### TASK DIRECTIONS
Write out precisely the lines beginning with the line that contains "Mark the white plant" and ending with the last line of the entries, and no other lines.

### DATA SHOWN
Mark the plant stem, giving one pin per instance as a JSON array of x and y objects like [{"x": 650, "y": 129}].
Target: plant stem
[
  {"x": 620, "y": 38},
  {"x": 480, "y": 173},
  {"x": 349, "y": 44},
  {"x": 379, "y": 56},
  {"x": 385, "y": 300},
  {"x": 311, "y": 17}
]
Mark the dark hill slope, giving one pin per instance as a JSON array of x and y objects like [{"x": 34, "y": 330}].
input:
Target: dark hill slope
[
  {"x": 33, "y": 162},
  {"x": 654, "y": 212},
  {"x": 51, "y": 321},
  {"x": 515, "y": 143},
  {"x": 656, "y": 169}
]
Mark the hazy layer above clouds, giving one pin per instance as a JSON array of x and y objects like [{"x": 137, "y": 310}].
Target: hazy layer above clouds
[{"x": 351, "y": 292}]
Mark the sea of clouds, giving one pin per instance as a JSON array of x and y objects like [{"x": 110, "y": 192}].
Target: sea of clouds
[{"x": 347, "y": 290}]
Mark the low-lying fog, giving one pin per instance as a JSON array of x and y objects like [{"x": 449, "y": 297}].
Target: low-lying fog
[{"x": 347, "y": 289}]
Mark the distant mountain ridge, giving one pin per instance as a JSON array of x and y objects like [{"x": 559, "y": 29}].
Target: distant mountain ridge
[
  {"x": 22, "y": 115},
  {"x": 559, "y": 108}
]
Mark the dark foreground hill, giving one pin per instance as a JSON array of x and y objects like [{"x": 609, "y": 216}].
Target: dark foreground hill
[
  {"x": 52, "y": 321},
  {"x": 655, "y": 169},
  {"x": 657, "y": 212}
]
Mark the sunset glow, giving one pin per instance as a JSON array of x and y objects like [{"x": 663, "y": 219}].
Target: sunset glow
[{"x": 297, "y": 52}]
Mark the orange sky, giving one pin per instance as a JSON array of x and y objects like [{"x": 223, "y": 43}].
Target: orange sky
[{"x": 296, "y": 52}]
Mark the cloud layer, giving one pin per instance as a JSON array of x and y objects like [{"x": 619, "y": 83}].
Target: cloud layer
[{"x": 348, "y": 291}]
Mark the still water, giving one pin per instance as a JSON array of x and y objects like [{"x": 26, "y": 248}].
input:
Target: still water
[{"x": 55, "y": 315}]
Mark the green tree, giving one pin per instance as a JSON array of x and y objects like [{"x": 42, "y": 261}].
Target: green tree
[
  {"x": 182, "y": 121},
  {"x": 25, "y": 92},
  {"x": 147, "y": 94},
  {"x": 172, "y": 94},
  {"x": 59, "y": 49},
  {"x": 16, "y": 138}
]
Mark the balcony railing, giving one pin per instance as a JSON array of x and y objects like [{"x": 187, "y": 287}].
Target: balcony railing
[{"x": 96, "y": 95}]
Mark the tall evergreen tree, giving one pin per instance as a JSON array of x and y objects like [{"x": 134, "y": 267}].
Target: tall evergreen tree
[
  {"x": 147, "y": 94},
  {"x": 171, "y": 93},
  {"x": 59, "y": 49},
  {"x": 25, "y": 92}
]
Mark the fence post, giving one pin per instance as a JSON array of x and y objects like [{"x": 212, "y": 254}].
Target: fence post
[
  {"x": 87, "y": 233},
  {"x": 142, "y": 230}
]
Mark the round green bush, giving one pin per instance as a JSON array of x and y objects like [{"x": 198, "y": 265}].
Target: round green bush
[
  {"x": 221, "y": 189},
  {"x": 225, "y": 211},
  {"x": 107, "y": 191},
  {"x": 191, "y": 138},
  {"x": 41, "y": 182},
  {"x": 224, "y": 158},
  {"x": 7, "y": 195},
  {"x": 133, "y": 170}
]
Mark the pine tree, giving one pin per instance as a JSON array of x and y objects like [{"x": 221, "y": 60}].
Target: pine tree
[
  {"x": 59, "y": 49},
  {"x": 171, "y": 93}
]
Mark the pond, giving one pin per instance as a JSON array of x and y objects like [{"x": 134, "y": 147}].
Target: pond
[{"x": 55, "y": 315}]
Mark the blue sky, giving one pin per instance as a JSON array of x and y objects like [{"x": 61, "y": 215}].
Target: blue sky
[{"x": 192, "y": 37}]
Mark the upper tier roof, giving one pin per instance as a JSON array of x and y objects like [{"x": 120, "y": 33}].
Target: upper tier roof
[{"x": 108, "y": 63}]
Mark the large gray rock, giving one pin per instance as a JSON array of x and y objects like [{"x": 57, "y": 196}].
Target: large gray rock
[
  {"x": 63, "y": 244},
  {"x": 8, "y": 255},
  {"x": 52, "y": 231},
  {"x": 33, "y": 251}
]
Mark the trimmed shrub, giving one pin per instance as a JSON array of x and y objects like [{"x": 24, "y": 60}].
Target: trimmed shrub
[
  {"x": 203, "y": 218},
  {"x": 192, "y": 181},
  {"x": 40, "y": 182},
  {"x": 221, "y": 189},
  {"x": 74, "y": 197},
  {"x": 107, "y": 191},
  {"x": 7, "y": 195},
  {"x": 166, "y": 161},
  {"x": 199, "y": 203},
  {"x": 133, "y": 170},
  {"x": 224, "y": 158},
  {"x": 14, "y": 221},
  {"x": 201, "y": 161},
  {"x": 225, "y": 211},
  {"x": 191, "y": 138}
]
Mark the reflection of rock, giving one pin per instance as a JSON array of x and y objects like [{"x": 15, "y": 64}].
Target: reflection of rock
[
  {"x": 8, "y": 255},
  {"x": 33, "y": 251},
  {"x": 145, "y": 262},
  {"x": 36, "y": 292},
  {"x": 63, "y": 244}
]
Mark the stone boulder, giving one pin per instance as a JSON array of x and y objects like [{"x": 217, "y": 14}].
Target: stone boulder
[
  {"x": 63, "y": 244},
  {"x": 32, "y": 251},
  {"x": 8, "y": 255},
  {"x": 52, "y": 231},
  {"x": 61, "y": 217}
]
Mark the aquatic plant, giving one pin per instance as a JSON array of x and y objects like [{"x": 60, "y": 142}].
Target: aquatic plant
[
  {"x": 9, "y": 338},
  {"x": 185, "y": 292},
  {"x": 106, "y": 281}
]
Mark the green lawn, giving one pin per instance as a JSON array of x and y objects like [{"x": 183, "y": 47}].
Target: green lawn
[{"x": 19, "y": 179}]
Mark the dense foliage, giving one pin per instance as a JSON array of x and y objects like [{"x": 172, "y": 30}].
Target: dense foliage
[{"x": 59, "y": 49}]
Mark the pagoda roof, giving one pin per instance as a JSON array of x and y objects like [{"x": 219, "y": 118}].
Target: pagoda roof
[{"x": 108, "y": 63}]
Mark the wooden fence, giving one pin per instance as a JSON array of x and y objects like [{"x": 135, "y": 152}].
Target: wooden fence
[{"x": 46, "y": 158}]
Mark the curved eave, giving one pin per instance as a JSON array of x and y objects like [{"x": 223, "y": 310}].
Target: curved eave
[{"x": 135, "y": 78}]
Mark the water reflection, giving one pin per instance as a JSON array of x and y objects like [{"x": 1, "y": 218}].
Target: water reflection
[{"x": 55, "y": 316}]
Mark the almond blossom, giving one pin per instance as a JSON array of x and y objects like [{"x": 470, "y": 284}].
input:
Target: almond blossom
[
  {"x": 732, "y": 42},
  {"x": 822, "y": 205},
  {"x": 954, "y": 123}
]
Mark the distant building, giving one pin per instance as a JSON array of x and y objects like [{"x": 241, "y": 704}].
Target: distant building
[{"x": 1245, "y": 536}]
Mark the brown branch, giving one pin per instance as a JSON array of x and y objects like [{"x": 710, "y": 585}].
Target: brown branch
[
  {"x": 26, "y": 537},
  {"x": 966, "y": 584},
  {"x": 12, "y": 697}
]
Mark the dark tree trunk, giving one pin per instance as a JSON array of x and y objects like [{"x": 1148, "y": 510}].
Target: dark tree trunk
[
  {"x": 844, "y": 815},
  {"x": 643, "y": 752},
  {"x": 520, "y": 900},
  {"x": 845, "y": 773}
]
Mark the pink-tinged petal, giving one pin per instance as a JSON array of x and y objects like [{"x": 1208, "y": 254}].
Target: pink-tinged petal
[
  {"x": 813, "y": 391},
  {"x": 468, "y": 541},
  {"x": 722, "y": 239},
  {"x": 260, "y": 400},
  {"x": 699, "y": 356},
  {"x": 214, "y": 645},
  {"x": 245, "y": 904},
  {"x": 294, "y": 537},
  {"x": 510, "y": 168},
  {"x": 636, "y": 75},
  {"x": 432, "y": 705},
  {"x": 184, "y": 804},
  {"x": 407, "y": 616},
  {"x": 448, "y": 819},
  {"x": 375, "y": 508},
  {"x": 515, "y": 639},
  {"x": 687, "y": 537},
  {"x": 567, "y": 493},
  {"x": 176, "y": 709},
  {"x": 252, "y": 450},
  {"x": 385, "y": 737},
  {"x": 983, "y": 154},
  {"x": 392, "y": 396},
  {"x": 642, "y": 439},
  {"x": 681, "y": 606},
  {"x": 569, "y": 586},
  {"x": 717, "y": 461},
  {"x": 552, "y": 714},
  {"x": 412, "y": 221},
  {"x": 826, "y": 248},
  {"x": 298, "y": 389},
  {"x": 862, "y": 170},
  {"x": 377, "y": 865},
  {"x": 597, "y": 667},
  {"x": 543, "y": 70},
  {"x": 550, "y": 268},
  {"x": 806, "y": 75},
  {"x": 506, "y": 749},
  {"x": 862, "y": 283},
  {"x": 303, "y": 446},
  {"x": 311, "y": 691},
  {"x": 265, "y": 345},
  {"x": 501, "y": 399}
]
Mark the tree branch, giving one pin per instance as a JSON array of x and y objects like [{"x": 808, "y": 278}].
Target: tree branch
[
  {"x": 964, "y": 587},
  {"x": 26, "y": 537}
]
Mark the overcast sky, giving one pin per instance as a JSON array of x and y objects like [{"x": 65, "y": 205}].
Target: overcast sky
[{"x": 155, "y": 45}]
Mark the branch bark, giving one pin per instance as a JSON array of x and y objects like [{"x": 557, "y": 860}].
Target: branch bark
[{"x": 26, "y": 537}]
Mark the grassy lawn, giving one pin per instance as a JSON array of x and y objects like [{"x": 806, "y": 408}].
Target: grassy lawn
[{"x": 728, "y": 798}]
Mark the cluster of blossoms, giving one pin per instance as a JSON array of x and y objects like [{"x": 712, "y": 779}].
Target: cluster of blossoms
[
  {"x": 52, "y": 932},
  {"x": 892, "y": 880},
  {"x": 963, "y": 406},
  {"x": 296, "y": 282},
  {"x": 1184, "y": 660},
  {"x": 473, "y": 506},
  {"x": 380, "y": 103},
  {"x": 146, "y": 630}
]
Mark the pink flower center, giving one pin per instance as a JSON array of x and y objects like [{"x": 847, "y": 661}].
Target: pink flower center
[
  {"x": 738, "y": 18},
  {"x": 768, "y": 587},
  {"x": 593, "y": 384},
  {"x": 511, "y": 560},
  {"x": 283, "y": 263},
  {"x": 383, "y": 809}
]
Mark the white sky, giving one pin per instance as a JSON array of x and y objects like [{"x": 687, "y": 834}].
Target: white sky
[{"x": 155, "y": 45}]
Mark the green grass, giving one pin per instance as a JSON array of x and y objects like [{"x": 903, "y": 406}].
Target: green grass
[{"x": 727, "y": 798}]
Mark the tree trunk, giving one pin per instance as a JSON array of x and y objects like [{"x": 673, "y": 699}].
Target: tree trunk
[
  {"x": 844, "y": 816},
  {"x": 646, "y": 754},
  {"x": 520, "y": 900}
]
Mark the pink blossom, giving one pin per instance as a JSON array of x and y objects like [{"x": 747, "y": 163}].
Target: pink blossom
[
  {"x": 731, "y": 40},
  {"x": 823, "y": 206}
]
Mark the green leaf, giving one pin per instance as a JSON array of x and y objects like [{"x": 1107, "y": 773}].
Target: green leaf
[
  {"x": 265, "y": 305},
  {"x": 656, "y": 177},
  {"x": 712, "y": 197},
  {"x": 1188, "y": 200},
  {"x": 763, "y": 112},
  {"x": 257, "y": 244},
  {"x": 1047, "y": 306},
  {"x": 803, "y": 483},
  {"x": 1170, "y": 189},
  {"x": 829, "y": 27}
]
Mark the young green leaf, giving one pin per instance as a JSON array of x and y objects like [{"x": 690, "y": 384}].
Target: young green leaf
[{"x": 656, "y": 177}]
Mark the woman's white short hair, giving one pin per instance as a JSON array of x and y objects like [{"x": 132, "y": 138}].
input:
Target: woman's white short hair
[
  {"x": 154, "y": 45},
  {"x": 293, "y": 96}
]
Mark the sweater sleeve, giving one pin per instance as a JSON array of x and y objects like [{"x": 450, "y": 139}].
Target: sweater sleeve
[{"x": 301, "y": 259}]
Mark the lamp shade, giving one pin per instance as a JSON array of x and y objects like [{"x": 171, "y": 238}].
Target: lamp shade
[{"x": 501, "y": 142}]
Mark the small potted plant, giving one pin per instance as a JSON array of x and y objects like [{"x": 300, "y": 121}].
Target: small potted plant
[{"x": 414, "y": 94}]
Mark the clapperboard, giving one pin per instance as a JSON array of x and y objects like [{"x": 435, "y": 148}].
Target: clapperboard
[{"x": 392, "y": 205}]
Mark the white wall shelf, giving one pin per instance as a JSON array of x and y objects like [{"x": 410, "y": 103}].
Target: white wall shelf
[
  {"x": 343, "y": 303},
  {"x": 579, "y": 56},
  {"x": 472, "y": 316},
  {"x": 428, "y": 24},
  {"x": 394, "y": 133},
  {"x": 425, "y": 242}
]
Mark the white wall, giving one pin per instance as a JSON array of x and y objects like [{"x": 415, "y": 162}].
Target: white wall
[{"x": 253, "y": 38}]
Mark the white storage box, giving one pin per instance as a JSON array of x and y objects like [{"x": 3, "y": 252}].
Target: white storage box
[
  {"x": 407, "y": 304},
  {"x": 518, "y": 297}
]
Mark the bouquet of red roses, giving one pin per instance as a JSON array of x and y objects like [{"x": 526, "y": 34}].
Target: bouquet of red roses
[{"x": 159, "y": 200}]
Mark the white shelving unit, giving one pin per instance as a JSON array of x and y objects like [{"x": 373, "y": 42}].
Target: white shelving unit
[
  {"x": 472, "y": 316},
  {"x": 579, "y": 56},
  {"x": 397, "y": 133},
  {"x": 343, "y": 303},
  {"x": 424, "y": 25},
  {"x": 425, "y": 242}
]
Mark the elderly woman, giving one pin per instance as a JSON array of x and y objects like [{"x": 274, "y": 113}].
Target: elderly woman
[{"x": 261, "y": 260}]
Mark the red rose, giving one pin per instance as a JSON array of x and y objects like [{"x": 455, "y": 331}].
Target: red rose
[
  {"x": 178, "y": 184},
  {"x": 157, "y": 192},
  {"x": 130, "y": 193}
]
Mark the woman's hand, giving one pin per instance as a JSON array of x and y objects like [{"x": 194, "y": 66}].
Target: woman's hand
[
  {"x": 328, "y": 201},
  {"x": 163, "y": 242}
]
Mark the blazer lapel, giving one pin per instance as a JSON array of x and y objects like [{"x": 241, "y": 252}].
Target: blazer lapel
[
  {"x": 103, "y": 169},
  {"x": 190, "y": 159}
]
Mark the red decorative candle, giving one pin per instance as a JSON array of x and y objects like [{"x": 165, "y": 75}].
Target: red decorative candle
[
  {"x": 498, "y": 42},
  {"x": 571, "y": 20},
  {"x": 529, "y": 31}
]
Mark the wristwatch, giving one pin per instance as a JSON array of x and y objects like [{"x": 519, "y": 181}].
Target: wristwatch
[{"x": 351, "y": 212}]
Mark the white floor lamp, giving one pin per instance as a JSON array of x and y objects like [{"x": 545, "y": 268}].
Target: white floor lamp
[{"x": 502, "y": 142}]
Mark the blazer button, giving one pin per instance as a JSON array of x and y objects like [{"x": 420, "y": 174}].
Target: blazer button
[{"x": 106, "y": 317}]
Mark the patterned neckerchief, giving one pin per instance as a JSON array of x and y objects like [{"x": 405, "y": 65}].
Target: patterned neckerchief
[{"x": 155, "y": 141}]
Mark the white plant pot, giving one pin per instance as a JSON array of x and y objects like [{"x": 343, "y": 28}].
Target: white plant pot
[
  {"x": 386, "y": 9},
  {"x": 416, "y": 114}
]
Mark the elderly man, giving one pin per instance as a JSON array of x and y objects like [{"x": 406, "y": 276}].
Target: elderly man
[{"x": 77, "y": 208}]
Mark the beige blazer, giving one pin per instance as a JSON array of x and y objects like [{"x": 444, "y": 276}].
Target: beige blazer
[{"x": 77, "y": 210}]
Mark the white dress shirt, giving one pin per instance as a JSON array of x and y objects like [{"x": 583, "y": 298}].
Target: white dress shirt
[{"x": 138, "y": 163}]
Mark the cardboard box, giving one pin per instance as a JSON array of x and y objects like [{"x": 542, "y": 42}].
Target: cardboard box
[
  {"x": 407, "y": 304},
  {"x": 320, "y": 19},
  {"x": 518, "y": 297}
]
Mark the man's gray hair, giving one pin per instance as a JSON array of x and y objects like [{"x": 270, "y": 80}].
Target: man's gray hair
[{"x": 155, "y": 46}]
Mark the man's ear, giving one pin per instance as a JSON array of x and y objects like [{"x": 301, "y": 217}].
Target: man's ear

### FINAL ANSWER
Mark the white plant pot, giving one pin per instance as a JSON array of x and y objects like [{"x": 343, "y": 28}].
Target: white plant pot
[
  {"x": 386, "y": 9},
  {"x": 416, "y": 114}
]
Mark the elderly man, giving one pin per instance as a JSON array of x and y objects like [{"x": 406, "y": 276}].
Target: elderly man
[{"x": 77, "y": 208}]
Mark the beige blazer, giving one pin per instance as a JSON array of x and y objects like [{"x": 444, "y": 276}].
Target: beige blazer
[{"x": 77, "y": 210}]
Mark the white dress shirt, giving one pin per instance as a JSON array of x and y objects like [{"x": 583, "y": 298}].
Target: white dress shirt
[{"x": 138, "y": 163}]
Mark the cardboard box, giving one pin per instance as a JSON array of x and y objects like [{"x": 542, "y": 42}].
Target: cardboard box
[
  {"x": 407, "y": 304},
  {"x": 320, "y": 19},
  {"x": 518, "y": 297}
]
Mark the man's gray hair, giving one pin per instance as a JSON array of x and y objects like [{"x": 270, "y": 80}].
Target: man's gray hair
[{"x": 155, "y": 46}]
Mark the man's ear, giving one pin per instance as a JSON array of x and y objects like [{"x": 301, "y": 217}].
Target: man's ear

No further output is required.